Work instruction:
Return each record shown beneath, word for word.

[Start of section]

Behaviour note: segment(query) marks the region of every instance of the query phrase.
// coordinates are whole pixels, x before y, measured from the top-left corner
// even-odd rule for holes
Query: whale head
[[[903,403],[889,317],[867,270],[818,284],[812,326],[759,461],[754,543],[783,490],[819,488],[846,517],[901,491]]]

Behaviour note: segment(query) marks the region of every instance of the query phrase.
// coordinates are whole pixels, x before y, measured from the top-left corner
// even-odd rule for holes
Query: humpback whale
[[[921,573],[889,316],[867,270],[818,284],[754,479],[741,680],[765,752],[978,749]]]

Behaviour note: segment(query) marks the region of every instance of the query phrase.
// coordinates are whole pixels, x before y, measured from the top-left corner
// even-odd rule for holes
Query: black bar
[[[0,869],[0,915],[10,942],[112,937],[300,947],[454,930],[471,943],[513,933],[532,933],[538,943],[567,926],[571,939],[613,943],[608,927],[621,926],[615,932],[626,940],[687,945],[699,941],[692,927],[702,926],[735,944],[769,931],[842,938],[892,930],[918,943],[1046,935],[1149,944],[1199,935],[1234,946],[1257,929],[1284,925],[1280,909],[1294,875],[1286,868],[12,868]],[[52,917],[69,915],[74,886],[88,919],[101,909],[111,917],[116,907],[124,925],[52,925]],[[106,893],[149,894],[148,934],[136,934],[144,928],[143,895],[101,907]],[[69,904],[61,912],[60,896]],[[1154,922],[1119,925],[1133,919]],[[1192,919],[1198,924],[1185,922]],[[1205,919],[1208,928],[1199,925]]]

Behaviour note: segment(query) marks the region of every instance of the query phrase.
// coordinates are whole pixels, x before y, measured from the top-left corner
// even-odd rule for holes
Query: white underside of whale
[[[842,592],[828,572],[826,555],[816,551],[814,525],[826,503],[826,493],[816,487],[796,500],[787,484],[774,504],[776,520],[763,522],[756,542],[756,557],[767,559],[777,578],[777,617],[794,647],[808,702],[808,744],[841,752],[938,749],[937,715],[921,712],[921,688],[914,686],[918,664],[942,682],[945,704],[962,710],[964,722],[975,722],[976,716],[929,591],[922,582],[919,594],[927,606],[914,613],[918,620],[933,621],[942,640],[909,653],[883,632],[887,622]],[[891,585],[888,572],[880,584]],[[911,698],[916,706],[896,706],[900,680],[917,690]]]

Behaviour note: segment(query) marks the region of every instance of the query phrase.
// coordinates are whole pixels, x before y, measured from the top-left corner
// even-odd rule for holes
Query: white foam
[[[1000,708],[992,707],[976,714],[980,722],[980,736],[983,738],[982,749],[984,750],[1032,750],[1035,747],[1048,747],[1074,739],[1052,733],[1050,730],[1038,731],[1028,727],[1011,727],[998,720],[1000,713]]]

[End of section]

Solution:
Behaviour note: segment(query) marks the region of every instance of the query phrase.
// coordinates are whole pixels, x before y, measured from the top-left corner
// even-odd rule for holes
Query: whale head
[[[903,403],[889,317],[867,270],[818,284],[812,326],[759,461],[754,543],[783,490],[819,488],[846,517],[901,491]]]

Behaviour note: segment(query) marks the region of every instance of the query phrase.
// coordinates are whole pixels, x before y, measured from the top-left corner
// even-odd rule for holes
Query: humpback whale
[[[921,573],[889,316],[867,270],[818,284],[754,479],[741,680],[765,752],[978,749]]]

Behaviour note: segment(query) marks the region of every instance of the query phrase.
// coordinates are whole pixels, x before y, measured from the top-left corner
// even-odd rule for holes
Query: black bar
[[[0,869],[0,915],[10,942],[112,937],[300,947],[454,930],[471,943],[513,933],[532,933],[538,943],[567,926],[571,939],[613,943],[608,927],[621,926],[615,932],[626,940],[687,945],[699,941],[692,927],[702,926],[735,944],[769,931],[842,938],[892,930],[918,943],[1046,935],[1149,944],[1199,935],[1234,946],[1257,929],[1284,925],[1280,909],[1294,875],[1286,868],[12,868]],[[52,917],[69,915],[74,886],[88,919],[101,909],[111,917],[116,907],[124,925],[52,925]],[[106,893],[149,894],[148,934],[136,934],[144,928],[143,895],[101,907]],[[69,904],[61,912],[60,896]],[[1154,922],[1119,925],[1133,919]],[[1192,919],[1198,924],[1185,922]],[[1205,919],[1208,928],[1199,925]]]

Behaviour note: segment(query) marks the region of every instance of the query phrase.
// coordinates are whole pixels, x before y, measured from the top-left corner
// even-odd rule for holes
Query: white underside of whale
[[[842,592],[828,572],[826,555],[816,551],[814,525],[826,503],[826,493],[816,487],[796,500],[787,484],[774,504],[776,520],[763,522],[756,542],[756,557],[767,559],[777,578],[777,617],[794,647],[808,702],[808,744],[841,752],[938,749],[937,715],[921,712],[921,688],[914,686],[918,664],[942,682],[945,704],[962,710],[964,722],[975,722],[976,716],[929,591],[922,582],[919,594],[927,606],[914,613],[918,620],[933,621],[942,640],[909,653],[883,632],[887,622]],[[891,585],[888,572],[880,584]],[[911,698],[916,706],[896,706],[900,680],[917,690]]]

Behaviour note: segment(query) marks the region of every instance of the query phrase.
// coordinates are whole pixels, x before y, measured from the top-left corner
// even-odd rule for holes
Query: white foam
[[[1000,708],[992,707],[976,714],[980,722],[980,736],[983,738],[982,749],[984,750],[1032,750],[1035,747],[1048,747],[1074,739],[1052,733],[1050,730],[1038,731],[1028,727],[1011,727],[998,720],[1000,713]]]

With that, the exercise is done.